## Exercise
Output the whole listing with nothing altered.

-- Recorded data follows --

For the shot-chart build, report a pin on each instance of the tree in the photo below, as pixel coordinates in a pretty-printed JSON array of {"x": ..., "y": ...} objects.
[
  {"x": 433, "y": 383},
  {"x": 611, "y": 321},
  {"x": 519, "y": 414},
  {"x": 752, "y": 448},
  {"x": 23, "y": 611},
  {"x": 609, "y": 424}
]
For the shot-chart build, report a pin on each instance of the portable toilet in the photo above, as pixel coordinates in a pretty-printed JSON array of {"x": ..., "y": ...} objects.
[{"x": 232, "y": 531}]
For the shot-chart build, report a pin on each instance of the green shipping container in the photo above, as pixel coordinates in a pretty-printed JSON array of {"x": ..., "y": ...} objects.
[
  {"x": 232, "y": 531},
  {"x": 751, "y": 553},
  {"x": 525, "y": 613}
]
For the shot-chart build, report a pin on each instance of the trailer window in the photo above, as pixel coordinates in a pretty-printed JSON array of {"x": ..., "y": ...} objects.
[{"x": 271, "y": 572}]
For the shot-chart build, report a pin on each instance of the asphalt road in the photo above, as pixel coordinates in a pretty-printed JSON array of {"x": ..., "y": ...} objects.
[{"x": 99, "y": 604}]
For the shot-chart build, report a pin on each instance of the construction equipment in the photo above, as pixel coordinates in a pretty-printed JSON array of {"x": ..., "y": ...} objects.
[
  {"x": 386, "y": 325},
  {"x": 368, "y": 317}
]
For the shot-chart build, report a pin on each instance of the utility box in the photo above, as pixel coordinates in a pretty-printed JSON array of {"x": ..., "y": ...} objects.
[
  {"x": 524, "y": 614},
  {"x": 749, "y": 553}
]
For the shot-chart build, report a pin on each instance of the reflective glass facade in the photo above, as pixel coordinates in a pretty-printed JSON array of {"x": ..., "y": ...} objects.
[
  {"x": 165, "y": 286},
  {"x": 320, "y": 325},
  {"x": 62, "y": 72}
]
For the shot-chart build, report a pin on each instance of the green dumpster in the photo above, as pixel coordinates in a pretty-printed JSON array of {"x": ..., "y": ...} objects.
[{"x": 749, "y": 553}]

-- Recorded data concluded --

## Result for this task
For the shot-chart build, report a pin on each instance of the tree in the photo below, as pixel coordinates in a pretty-printed JSON array of {"x": ..., "y": ...} objects.
[
  {"x": 433, "y": 383},
  {"x": 611, "y": 321},
  {"x": 519, "y": 414},
  {"x": 752, "y": 448},
  {"x": 23, "y": 611},
  {"x": 609, "y": 424}
]
For the shot-chart build, report a pin on each instance of the portable toilet in the photo above, as pixel coordinates in a pretty-printed JSON array of {"x": ..., "y": ...} objects.
[{"x": 232, "y": 531}]
For the shot-chart build, report a pin on each instance of the green shipping container in the photo above, as pixel coordinates in a pretty-printed JSON array of {"x": ..., "y": ...} objects.
[
  {"x": 232, "y": 531},
  {"x": 751, "y": 553},
  {"x": 525, "y": 613}
]
For the shot-chart build, report a pin on each instance of the trailer window in the photo above, as pixel coordinates in a pretty-printed JSON array of {"x": ..., "y": ...} objects.
[{"x": 271, "y": 572}]
For the shot-chart build, report a pin on each instance of the asphalt road in the photo above, as pixel coordinates in a pretty-printed JSON array of {"x": ..., "y": ...} objects.
[{"x": 99, "y": 604}]
For the shot-chart build, report a pin on each instance of the construction equipment in the photo above, as pixel coordinates in a pretty-printed JSON array of {"x": ..., "y": ...} objects.
[
  {"x": 386, "y": 325},
  {"x": 368, "y": 317}
]
For the shot-chart build, report a pin on each instance of the utility box in the photo above, as pixel coordinates in a pretty-printed JSON array of {"x": ..., "y": ...} objects.
[
  {"x": 524, "y": 614},
  {"x": 749, "y": 553}
]
For the shot-chart build, report a pin on each instance of the reflective glass facade in the photo above, as pixel coordinates in a pretty-printed JSON array of {"x": ..., "y": ...} objects.
[
  {"x": 165, "y": 286},
  {"x": 320, "y": 325},
  {"x": 62, "y": 72}
]
For the shot-chart build, report a pin on each instance of the green dumpster in the photo above, as pixel coordinates in a pretty-printed JSON array of {"x": ..., "y": ...} objects.
[{"x": 749, "y": 553}]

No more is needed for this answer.